INPUT RECORDS:
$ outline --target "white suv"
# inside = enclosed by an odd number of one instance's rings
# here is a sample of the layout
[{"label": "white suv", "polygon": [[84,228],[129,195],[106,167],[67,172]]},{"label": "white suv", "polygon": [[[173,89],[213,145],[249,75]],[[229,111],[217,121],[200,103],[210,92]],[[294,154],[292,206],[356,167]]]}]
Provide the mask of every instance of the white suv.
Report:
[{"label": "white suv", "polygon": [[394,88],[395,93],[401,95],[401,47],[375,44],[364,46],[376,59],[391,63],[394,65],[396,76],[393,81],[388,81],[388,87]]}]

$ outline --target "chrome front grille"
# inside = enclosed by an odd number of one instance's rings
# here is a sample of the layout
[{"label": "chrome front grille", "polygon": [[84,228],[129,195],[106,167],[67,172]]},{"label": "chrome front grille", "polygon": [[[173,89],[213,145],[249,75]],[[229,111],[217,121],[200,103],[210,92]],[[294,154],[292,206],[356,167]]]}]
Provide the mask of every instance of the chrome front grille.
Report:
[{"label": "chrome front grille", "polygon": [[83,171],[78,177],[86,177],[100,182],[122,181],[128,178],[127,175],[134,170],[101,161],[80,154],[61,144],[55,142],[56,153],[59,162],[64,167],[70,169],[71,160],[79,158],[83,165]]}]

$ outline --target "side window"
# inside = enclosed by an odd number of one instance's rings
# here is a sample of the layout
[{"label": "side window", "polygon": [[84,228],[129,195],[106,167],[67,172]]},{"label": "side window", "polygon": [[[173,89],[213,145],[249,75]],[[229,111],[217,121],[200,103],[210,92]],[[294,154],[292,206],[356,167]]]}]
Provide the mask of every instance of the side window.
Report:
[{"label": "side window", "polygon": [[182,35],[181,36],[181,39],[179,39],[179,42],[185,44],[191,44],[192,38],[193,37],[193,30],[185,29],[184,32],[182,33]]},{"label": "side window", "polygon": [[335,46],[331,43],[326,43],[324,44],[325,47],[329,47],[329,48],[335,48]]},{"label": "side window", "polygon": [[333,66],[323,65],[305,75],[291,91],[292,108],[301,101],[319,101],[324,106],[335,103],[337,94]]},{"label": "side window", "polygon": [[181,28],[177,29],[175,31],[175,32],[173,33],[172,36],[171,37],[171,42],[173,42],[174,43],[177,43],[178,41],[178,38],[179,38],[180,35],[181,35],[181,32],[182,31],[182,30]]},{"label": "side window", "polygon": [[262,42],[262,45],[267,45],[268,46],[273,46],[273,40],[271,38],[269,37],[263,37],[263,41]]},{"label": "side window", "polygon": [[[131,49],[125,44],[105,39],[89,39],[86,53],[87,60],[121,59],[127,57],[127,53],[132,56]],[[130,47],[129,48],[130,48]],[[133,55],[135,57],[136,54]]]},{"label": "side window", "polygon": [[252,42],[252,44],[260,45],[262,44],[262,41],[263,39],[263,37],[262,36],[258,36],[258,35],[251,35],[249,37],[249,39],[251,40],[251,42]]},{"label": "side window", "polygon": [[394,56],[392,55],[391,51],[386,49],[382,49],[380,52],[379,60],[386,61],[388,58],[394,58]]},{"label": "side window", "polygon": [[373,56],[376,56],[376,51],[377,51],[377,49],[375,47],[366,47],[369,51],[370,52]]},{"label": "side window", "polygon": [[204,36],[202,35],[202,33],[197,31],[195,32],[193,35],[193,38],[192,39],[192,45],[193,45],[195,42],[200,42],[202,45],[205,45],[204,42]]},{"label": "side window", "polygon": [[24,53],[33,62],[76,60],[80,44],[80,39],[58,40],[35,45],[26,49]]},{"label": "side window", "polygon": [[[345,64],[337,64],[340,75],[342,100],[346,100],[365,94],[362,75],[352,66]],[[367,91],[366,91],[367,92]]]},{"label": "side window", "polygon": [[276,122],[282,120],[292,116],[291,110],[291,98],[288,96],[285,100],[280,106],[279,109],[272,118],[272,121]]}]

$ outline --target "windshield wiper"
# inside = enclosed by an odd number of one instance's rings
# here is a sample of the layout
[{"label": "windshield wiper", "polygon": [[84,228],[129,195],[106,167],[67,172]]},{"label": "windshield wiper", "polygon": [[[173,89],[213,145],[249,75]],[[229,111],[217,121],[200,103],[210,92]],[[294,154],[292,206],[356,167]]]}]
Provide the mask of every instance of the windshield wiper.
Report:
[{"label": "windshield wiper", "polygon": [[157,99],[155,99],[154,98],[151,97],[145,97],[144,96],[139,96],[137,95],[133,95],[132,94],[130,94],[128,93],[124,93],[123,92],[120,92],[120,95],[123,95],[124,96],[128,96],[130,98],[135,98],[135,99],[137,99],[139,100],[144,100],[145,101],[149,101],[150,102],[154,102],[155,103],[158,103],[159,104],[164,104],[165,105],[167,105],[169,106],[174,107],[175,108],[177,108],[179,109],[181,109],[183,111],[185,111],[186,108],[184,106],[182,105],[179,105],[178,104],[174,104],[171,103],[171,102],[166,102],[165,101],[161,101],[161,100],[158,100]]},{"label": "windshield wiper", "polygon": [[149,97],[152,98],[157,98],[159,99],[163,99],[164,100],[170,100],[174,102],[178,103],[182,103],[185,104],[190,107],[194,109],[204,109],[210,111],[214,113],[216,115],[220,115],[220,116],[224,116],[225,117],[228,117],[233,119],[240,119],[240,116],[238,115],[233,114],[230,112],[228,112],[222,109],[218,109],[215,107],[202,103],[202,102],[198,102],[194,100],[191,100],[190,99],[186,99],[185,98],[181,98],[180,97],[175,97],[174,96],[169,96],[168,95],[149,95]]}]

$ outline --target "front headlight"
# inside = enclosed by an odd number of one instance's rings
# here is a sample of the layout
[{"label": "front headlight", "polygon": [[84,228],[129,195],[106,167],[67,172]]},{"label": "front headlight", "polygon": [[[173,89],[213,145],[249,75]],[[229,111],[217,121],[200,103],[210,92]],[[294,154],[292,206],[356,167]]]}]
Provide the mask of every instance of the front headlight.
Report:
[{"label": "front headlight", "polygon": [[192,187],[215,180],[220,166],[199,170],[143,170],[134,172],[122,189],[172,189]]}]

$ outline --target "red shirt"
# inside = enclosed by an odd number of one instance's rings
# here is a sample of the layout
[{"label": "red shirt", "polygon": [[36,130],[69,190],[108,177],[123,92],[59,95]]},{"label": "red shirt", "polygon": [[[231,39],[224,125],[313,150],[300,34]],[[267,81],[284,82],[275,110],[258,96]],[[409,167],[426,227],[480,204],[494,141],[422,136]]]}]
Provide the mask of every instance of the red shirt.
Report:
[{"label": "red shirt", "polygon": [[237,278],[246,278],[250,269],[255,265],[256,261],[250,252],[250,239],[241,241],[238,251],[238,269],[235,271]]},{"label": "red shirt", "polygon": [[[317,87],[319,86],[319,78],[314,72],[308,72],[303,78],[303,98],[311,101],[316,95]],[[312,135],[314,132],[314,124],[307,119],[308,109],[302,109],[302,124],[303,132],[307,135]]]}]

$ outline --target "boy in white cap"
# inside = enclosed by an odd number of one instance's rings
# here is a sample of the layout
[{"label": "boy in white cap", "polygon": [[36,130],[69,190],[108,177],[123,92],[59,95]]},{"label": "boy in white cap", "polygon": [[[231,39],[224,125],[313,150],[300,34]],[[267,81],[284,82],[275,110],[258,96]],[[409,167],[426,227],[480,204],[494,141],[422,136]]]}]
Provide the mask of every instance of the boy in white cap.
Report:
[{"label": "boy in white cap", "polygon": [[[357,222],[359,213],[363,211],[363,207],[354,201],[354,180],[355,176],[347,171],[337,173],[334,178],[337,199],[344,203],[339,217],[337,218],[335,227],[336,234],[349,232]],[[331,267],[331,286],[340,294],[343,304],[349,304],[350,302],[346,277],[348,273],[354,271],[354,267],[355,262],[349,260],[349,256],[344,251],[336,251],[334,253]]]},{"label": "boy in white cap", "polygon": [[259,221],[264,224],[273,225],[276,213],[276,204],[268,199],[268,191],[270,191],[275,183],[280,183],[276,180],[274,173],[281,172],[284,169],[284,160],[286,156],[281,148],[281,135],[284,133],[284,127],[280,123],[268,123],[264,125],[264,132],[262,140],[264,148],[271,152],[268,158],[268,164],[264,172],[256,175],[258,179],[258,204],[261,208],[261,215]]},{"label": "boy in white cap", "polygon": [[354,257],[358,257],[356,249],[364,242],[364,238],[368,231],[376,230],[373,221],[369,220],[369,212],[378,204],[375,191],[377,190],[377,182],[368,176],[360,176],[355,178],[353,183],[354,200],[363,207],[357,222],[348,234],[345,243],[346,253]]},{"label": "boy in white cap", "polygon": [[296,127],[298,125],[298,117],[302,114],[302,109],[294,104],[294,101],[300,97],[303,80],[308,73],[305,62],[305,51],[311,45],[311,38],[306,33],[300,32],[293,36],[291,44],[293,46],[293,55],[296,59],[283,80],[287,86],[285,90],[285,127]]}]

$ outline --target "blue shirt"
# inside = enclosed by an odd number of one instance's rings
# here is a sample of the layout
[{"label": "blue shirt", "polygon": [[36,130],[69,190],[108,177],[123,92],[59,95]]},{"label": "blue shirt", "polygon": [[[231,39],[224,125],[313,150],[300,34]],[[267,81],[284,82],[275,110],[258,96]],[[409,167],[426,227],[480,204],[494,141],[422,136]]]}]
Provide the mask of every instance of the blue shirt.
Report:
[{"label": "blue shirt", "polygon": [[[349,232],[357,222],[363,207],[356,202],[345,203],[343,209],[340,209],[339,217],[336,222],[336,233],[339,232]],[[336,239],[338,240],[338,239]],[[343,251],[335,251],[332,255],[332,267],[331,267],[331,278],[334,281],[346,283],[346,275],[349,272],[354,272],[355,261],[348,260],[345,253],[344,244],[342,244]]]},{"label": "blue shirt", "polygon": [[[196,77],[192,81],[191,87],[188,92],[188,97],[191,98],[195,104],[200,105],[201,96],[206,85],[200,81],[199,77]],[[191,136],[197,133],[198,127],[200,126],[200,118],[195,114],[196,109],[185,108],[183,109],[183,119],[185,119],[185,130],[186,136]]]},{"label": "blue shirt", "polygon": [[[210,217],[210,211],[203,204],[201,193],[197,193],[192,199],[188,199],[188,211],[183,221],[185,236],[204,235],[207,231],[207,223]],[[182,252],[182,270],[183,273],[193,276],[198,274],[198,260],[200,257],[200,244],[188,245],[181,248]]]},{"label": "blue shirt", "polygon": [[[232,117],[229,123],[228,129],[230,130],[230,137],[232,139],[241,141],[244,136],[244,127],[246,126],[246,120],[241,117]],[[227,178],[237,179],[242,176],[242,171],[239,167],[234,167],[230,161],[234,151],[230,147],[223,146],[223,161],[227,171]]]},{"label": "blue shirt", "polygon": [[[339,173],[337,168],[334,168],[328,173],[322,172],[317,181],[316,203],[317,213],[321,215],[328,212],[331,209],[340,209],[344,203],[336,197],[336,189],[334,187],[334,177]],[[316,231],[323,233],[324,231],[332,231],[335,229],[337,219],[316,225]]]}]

TO DO: Locate each line of the items that contains the word "outline", and copy every such line in full.

SOLUTION FOR THIS EXERCISE:
$ outline --target "white suv"
$ outline --target "chrome front grille"
$ outline --target "side window"
$ outline --target "windshield wiper"
$ outline --target "front headlight"
$ outline --target "red shirt"
$ outline --target "boy in white cap"
$ outline --target "blue shirt"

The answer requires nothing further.